==== ANGEZEIGTE EINTRÄGE
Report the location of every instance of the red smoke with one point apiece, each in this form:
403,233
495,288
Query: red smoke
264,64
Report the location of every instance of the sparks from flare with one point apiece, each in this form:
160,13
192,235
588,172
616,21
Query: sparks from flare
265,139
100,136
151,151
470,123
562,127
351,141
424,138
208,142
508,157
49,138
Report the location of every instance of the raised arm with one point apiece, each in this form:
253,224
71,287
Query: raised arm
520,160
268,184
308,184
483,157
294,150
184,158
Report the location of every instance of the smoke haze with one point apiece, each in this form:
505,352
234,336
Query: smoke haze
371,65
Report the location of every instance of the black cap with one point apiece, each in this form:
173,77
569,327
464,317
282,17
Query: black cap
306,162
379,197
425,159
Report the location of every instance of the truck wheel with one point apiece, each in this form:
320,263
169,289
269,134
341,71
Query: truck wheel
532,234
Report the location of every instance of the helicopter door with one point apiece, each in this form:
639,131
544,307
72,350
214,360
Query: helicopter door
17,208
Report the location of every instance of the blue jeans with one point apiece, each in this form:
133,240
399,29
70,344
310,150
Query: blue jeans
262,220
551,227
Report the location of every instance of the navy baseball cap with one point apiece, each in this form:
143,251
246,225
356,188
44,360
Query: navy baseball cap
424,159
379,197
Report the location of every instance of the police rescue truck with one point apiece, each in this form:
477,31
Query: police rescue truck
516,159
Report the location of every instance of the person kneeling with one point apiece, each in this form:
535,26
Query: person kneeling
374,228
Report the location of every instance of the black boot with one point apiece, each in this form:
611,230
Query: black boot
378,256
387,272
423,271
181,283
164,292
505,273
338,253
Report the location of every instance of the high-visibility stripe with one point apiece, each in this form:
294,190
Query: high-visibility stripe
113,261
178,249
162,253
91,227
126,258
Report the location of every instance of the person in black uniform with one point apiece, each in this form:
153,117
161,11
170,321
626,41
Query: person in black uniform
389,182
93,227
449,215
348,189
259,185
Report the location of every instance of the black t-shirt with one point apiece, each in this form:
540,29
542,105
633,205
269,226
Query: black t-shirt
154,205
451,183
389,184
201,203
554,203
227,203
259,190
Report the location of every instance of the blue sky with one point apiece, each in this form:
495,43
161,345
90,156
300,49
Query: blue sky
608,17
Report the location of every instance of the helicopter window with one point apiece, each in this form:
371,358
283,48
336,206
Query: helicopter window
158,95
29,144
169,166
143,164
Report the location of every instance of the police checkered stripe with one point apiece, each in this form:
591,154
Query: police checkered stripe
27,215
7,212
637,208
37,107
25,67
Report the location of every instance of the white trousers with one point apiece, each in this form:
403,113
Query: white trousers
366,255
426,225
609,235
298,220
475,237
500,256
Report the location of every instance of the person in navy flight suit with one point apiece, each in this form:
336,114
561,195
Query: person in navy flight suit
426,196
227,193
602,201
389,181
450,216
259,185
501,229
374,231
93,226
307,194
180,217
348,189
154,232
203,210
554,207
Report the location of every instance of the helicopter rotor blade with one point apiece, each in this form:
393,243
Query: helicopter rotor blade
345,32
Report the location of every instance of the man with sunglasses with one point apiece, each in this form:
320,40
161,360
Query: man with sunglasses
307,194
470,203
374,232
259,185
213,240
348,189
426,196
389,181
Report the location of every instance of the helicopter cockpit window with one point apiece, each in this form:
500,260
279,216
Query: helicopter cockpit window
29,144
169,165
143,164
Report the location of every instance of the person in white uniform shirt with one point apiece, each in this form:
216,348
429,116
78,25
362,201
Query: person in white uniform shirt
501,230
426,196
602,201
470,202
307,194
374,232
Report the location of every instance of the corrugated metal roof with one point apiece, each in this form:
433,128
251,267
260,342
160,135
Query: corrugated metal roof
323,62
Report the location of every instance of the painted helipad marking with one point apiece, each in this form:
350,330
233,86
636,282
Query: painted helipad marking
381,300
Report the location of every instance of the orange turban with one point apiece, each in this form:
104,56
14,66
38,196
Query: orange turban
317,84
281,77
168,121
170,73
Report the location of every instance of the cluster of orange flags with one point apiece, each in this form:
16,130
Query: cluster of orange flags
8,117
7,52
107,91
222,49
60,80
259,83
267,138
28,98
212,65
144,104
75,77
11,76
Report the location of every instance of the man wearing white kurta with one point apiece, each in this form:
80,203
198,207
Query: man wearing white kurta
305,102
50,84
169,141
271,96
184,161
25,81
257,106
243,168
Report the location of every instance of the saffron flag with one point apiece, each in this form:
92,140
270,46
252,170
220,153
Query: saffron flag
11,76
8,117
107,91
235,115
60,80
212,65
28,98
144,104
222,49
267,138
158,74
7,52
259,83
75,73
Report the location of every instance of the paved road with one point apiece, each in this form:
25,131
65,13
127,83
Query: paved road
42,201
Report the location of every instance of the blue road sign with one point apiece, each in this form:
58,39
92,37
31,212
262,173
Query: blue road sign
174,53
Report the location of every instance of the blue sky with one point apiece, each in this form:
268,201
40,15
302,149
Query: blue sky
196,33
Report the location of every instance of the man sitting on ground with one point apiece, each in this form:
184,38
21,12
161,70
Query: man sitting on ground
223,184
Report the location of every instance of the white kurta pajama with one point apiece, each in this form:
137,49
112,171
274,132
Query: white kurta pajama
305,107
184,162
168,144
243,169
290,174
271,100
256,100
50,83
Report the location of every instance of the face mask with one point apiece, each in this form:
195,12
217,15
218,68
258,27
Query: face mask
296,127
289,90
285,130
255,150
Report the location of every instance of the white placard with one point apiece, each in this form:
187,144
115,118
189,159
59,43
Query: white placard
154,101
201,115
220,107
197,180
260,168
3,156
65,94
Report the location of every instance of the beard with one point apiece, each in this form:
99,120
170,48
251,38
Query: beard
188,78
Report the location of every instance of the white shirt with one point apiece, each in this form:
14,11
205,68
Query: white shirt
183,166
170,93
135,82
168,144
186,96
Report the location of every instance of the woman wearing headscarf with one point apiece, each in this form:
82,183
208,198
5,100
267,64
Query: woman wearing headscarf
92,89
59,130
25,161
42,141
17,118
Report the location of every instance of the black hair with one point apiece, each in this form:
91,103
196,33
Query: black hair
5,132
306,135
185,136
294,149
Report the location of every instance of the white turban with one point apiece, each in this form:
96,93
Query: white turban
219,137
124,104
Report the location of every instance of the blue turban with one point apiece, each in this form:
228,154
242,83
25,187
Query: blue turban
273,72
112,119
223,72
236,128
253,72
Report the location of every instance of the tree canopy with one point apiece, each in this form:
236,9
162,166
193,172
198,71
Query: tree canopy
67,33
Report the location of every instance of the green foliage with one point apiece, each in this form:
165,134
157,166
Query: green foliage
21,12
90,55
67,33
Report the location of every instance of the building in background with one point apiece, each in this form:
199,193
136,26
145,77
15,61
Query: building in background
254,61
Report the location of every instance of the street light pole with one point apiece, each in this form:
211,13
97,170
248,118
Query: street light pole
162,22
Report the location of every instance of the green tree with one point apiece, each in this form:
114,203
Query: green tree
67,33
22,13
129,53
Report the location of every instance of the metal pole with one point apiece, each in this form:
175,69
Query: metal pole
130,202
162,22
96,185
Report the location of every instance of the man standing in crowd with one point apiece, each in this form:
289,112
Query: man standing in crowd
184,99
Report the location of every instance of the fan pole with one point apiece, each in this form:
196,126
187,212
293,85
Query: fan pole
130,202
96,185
========
==== ANGEZEIGTE EINTRÄGE
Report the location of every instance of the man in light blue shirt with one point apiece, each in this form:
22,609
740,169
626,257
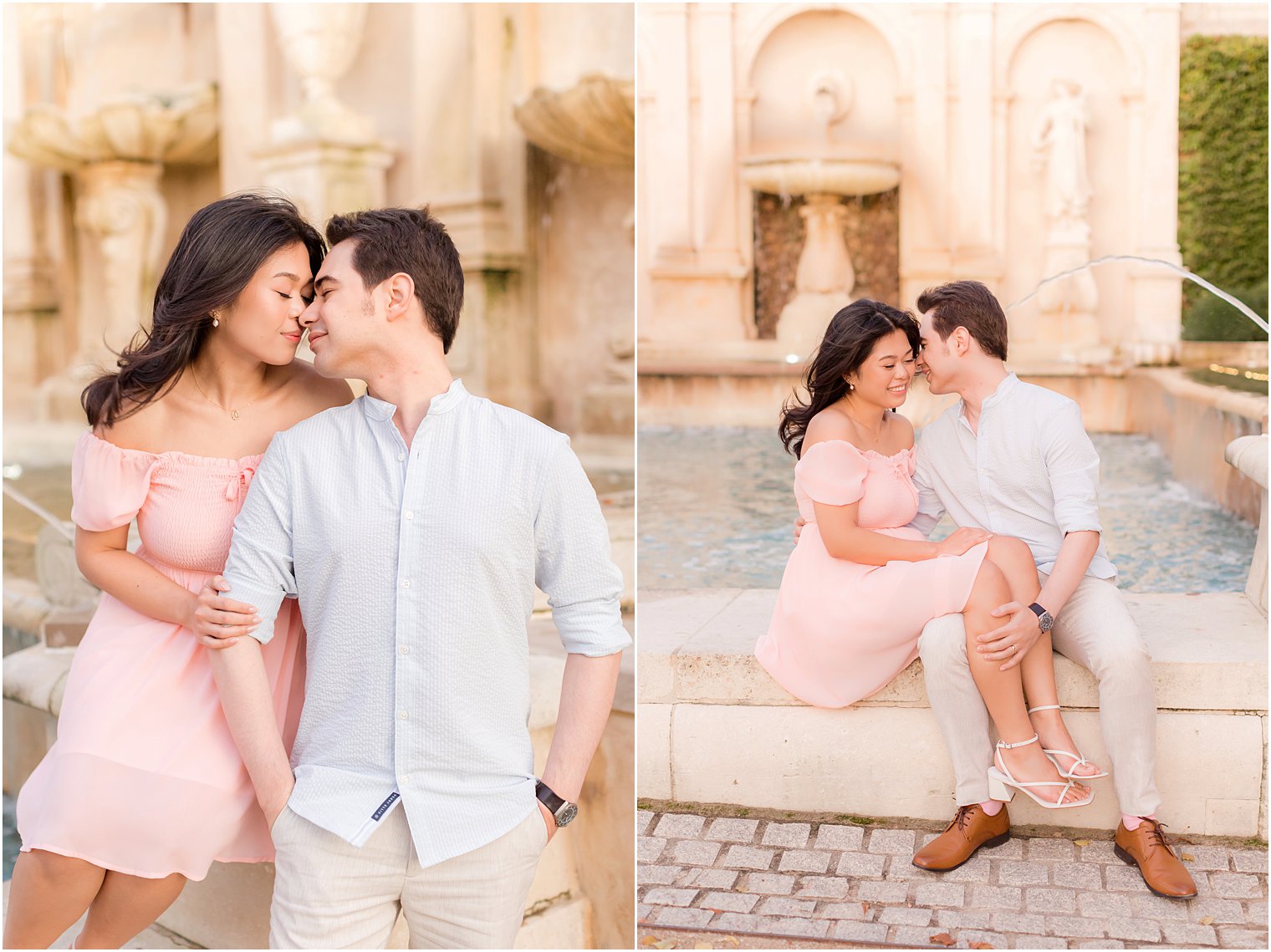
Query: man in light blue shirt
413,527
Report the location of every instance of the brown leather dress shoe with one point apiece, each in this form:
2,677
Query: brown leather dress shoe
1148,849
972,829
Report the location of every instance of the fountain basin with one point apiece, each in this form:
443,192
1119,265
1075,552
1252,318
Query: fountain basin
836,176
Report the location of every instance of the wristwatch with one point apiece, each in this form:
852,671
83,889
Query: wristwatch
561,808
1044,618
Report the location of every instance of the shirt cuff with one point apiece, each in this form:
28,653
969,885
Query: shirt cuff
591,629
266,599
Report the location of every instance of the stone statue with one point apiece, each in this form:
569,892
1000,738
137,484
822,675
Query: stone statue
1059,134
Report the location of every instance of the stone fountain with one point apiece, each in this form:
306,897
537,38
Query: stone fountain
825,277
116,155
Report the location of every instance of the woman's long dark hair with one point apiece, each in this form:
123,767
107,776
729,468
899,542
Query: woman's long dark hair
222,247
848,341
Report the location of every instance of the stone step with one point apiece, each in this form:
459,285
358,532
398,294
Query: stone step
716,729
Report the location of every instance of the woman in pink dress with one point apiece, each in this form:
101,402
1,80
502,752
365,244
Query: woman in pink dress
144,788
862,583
========
**AUFGABE:** Ziehen Sie aus den obigen Einträgen jede Zeile heraus, in der die Zeichenfolge "crowd" vorkommt.

**ANTWORT:**
Report the location of every instance of the man standing in crowd with one point apiece, each in this form:
Query: man standing in crowd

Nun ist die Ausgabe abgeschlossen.